— Text segment —
= = = = = = =

  • #3. Johnson & Johnson

    Amount of fine: $2.2 billion

    Drug(s) involved: Risperdal (risperidone)—$1.425 billion in 2012 sales
    Invega—$550 million in 2012 sales
    Natrecor—2012 sales figure unavailable

    Date penalty approved and/or announced: November 4, 2013

    Details of the admissions and resulting penalties: Johnson & Johnson and subsidiaries Janssen Pharmaceuticals and Scios agreed to pay $485 million in criminal penalties and $1.72 billion in civil settlements with the federal government and several states, all to resolve criminal and civil charges relating to the prescription drugs Risperdal, Invega, and Natrecor. Janssen pleaded guilty and will pay $400 million in criminal penalties—a $334 million criminal fine and forfeiture of $66 million—for introducing Risperdal as a misbranded drug into interstate commerce, plus $1.273 billion in a civil settlement, under an agreement overseen by the U.S. District Court for the Eastern District of Pennsylvania. Janssen and J&J also agreed to new corporate integrity requirements.
= = = = = = =
— Exercise requirements —
[1] Rewrite the Johnson & Johnson entry, starting with "Date penalty approved" and going on through "corporate integrity requirements.", putting "Scios Inc." in place of "Scios".
[2] Answer these questions from the Johnson & Johnson entry:
(a) What is the amount of the fine?
(b) On what date was the penalty approved and/or announced?
(c) Which court oversaw the agreement?
The material below comes from a different source than the text.
= = = = = = =
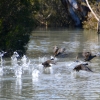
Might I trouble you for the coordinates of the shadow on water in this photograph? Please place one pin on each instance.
(26, 78)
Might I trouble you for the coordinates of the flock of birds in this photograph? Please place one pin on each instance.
(60, 52)
(57, 52)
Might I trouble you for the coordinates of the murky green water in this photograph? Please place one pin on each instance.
(58, 82)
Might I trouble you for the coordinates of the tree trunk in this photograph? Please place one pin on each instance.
(91, 10)
(98, 24)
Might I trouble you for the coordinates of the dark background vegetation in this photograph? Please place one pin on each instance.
(19, 17)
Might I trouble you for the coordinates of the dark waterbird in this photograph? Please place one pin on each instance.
(59, 52)
(82, 67)
(88, 56)
(48, 63)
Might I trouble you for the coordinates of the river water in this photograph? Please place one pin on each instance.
(58, 82)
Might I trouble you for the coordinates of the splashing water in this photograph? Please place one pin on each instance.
(18, 71)
(25, 62)
(35, 73)
(14, 58)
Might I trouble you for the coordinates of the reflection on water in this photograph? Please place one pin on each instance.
(59, 81)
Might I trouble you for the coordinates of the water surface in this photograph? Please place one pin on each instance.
(58, 82)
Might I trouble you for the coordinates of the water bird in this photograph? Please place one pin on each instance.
(59, 51)
(82, 67)
(88, 56)
(48, 63)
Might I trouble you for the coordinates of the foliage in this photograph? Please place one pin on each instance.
(91, 22)
(16, 22)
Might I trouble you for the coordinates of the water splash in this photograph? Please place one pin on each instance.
(14, 58)
(25, 62)
(18, 71)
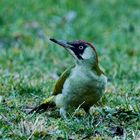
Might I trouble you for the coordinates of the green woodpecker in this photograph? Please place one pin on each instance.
(81, 85)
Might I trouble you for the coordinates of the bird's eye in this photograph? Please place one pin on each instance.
(81, 47)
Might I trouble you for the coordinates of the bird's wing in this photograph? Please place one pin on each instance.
(60, 82)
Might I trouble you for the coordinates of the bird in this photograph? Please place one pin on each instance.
(81, 85)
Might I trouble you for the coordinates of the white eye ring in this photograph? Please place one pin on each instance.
(81, 47)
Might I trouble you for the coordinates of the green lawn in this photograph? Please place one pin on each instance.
(30, 64)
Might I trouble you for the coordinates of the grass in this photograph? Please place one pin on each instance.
(30, 65)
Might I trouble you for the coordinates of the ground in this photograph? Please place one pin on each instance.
(30, 65)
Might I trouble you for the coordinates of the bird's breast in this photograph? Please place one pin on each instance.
(84, 84)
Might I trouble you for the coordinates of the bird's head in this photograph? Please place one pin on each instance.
(84, 52)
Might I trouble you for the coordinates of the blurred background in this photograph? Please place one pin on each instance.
(25, 26)
(30, 63)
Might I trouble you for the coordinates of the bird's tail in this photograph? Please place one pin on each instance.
(47, 104)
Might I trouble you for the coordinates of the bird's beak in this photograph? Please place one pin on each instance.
(61, 43)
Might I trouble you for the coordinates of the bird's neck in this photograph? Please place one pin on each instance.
(90, 66)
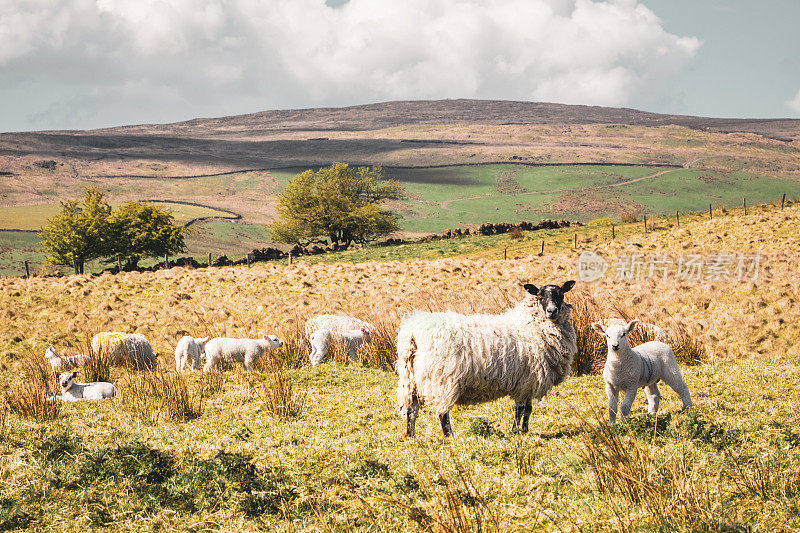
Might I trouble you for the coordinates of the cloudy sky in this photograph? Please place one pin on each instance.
(76, 64)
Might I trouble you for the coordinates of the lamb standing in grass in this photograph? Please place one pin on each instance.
(131, 349)
(189, 348)
(73, 392)
(59, 362)
(448, 358)
(627, 369)
(321, 339)
(245, 351)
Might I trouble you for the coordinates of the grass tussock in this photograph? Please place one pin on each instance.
(33, 397)
(158, 394)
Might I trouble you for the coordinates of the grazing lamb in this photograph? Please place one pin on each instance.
(627, 369)
(448, 358)
(336, 324)
(58, 362)
(189, 348)
(245, 351)
(131, 349)
(321, 339)
(73, 392)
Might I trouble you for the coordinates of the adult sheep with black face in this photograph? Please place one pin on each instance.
(448, 358)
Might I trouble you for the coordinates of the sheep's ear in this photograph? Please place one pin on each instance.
(630, 325)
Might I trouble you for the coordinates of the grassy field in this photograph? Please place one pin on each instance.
(240, 451)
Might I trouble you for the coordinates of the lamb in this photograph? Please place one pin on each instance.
(73, 392)
(336, 324)
(321, 339)
(131, 349)
(245, 351)
(448, 358)
(627, 369)
(58, 362)
(189, 348)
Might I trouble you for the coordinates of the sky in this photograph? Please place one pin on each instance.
(81, 64)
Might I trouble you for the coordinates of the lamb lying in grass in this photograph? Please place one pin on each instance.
(73, 392)
(189, 348)
(245, 351)
(627, 369)
(321, 339)
(58, 362)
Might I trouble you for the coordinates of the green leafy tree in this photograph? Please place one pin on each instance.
(141, 229)
(79, 232)
(340, 202)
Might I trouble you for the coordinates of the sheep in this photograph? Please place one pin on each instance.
(246, 351)
(189, 348)
(58, 362)
(627, 369)
(449, 358)
(73, 392)
(336, 324)
(321, 339)
(131, 349)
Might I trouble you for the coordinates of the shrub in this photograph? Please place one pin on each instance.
(33, 397)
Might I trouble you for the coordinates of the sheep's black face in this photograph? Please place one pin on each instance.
(551, 298)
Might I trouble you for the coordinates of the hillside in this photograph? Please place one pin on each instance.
(229, 456)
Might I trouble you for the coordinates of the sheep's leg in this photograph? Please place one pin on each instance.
(444, 419)
(613, 402)
(653, 398)
(411, 416)
(627, 402)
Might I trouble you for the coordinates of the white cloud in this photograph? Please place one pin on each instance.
(220, 57)
(794, 103)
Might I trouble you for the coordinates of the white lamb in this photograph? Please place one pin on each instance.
(73, 392)
(124, 349)
(448, 358)
(627, 369)
(245, 351)
(336, 324)
(189, 348)
(60, 362)
(321, 339)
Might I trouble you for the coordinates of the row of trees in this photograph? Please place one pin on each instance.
(89, 229)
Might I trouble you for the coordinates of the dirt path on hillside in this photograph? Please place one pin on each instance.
(446, 203)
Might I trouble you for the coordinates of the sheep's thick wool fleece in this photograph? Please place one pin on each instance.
(448, 358)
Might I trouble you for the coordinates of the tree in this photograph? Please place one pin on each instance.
(141, 229)
(339, 202)
(78, 233)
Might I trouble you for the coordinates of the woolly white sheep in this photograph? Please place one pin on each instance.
(448, 358)
(627, 369)
(73, 392)
(336, 324)
(131, 349)
(321, 339)
(189, 349)
(245, 351)
(59, 362)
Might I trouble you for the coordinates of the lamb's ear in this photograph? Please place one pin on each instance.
(531, 288)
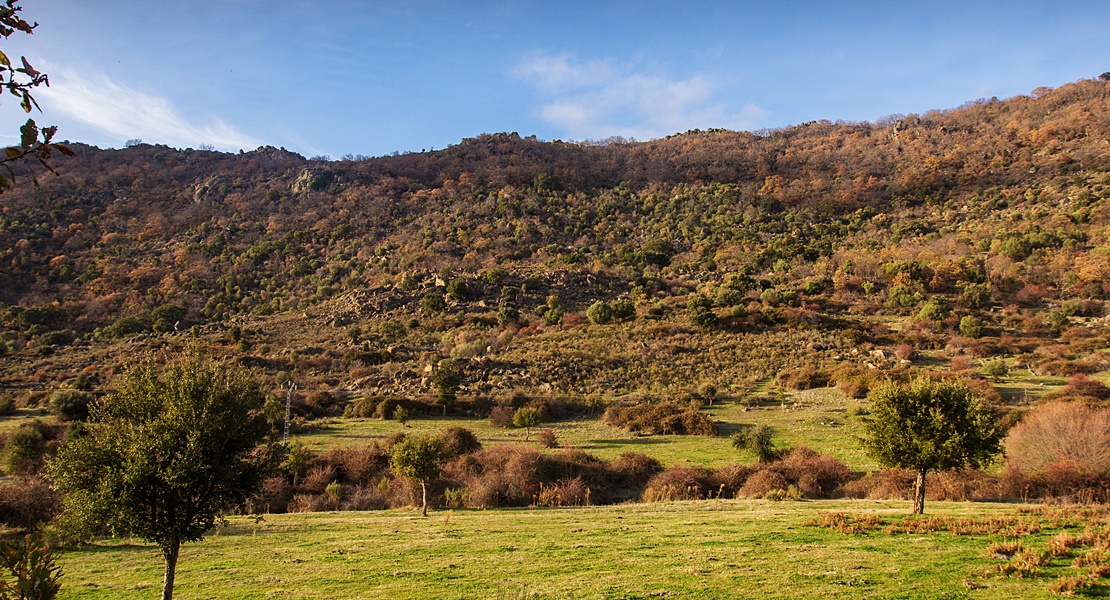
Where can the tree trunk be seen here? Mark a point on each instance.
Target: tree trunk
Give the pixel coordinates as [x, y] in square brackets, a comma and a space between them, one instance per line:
[170, 552]
[919, 494]
[423, 488]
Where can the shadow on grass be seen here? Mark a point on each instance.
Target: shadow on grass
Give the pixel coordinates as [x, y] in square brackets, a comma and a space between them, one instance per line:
[629, 441]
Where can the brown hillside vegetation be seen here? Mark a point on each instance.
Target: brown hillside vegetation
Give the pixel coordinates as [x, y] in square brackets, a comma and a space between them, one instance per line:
[722, 258]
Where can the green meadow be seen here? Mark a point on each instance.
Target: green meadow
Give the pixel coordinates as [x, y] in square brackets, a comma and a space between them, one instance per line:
[705, 549]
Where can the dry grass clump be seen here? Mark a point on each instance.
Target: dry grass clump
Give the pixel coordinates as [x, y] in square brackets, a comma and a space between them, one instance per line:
[27, 501]
[679, 484]
[1005, 550]
[807, 377]
[1061, 436]
[956, 485]
[662, 418]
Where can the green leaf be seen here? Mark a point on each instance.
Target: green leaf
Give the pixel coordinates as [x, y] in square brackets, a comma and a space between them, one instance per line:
[29, 133]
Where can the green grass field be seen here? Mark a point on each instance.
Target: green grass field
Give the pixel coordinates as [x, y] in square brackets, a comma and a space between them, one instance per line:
[707, 549]
[816, 418]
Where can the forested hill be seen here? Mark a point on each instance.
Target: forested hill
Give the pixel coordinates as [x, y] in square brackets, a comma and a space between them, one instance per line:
[996, 210]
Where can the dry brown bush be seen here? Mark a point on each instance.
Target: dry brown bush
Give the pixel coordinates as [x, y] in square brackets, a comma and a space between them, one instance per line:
[318, 478]
[732, 478]
[275, 496]
[816, 475]
[634, 469]
[892, 484]
[359, 466]
[27, 501]
[1061, 436]
[807, 377]
[365, 498]
[565, 492]
[679, 484]
[458, 441]
[762, 481]
[665, 418]
[502, 416]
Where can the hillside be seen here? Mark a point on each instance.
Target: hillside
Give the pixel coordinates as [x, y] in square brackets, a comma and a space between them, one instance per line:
[726, 258]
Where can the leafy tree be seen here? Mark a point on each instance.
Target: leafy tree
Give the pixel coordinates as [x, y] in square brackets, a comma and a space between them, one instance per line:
[507, 313]
[936, 308]
[928, 425]
[24, 447]
[417, 457]
[700, 312]
[758, 440]
[599, 313]
[34, 143]
[971, 326]
[553, 316]
[623, 308]
[526, 417]
[995, 368]
[30, 562]
[401, 415]
[433, 303]
[70, 404]
[165, 456]
[445, 379]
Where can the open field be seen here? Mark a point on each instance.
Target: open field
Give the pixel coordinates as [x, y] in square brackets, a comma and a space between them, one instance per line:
[815, 418]
[708, 549]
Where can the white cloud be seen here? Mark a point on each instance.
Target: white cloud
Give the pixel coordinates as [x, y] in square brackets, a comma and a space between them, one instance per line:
[597, 99]
[128, 113]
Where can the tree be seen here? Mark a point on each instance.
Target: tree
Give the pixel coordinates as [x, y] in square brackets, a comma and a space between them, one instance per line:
[599, 313]
[34, 143]
[417, 457]
[165, 456]
[928, 425]
[758, 440]
[700, 313]
[30, 562]
[446, 384]
[526, 417]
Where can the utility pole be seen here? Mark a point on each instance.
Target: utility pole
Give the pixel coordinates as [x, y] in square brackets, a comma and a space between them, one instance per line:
[289, 402]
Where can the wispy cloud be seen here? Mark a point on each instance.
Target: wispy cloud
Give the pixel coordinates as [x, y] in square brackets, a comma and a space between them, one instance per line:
[127, 113]
[602, 98]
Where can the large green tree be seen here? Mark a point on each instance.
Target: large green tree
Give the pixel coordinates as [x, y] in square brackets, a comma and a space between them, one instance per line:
[19, 79]
[165, 456]
[928, 425]
[420, 458]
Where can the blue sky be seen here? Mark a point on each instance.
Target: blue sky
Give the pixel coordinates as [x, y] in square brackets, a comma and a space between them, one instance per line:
[372, 78]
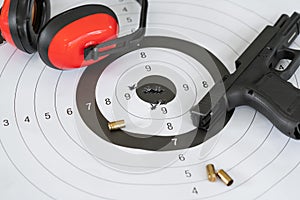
= = = = = = =
— Responses in order —
[1]
Date penalty approved and/or announced: November 4, 2013

    Details of the admissions and resulting penalties: Johnson & Johnson and subsidiaries Janssen Pharmaceuticals and Scios Inc. agreed to pay $485 million in criminal penalties and $1.72 billion in civil settlements with the federal government and several states, all to resolve criminal and civil charges relating to the prescription drugs Risperdal, Invega, and Natrecor. Janssen pleaded guilty and will pay $400 million in criminal penalties—a $334 million criminal fine and forfeiture of $66 million—for introducing Risperdal as a misbranded drug into interstate commerce, plus $1.273 billion in a civil settlement, under an agreement overseen by the U.S. District Court for the Eastern District of Pennsylvania. Janssen and J&J also agreed to new corporate integrity requirements.

[2]
(a) $2.2 billion
(b) November 4, 2013
(c) The U.S. District Court for the Eastern District of Pennsylvania